| Task data |
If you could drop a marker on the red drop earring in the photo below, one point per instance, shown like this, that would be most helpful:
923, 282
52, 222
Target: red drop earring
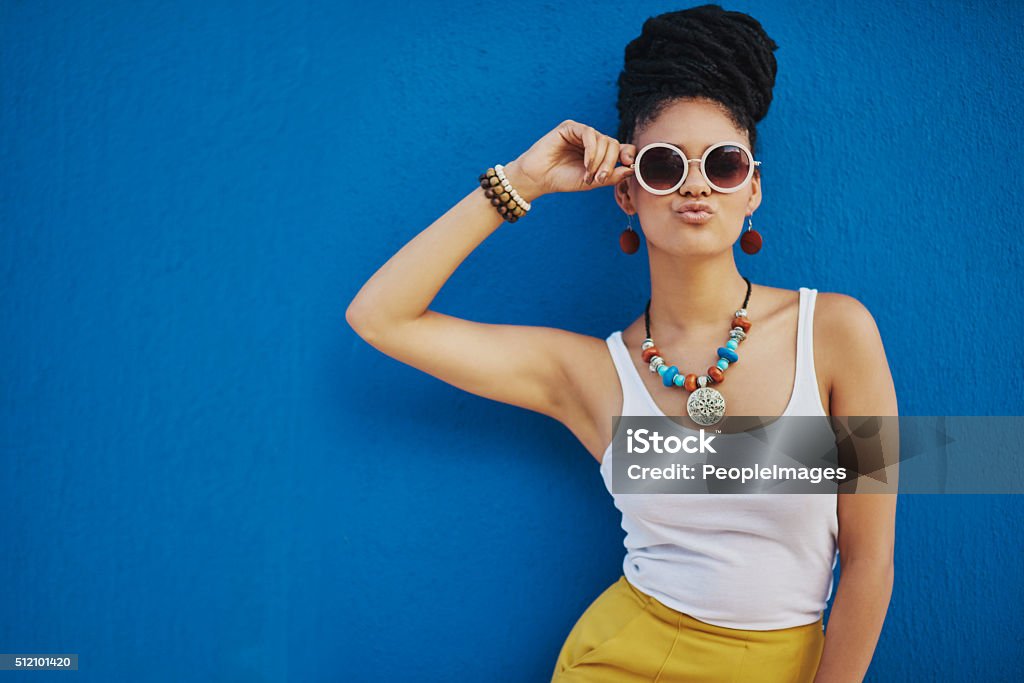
751, 242
629, 241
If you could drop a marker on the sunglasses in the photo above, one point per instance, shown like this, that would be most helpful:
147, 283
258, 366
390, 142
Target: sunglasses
662, 168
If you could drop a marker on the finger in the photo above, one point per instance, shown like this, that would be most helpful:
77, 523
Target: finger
589, 137
600, 148
608, 163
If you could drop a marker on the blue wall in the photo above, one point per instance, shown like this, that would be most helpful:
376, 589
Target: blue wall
208, 476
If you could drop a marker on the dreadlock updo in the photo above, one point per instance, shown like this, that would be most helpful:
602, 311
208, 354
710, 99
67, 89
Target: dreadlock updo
704, 51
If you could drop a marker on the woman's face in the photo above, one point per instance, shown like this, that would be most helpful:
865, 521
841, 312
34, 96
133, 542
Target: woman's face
692, 126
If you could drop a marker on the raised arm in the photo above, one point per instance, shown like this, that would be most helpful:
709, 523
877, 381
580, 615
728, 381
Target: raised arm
517, 365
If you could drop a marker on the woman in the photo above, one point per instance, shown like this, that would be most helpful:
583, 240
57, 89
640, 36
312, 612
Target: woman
693, 80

| Task to complete |
From the first line to the last, repeat the records exactly. Leave out the pictures.

| Response area |
If you could drop a marker on the red drop earring in the photo below, one point per instance, shown like this, that would be most helpful:
923, 282
52, 222
Target: red drop earring
751, 242
629, 241
If you could drop a marker on the sunglasses in the photo above, one point per instance, shown like this, that would be most helpful:
147, 283
258, 366
390, 142
Target: sunglasses
662, 168
If you could drop a marker on the finger in the photo above, one point per instance, shown like this, that would be most helpful:
77, 523
Target: finger
589, 137
600, 148
608, 163
If you could drop a marker on the blue wall in the photo above, one point per instance, shown like this, that would be most helpful:
376, 589
Target: blue wall
208, 476
If you could drop a marker on the dreadlock updo in the photo above, one point per instance, shown like this, that would be most helpful:
602, 311
208, 354
710, 99
67, 89
Target: dreadlock updo
704, 51
If you could drop a marker on the woman's face in the photo above, one point per instance, shown like this, that would be most helpful:
865, 521
841, 312
34, 96
133, 542
Target: woman's face
692, 126
If you could drop a marker on the raised arm in the photo above, one point per instance, shown like this, that would be most helpful:
709, 523
877, 381
580, 615
728, 381
Target: raised arm
517, 365
If you could drop a marker on the woman in the photo above, one point per instance, shown like this, that would be most helpful:
583, 240
57, 89
640, 36
312, 612
Target: woman
693, 80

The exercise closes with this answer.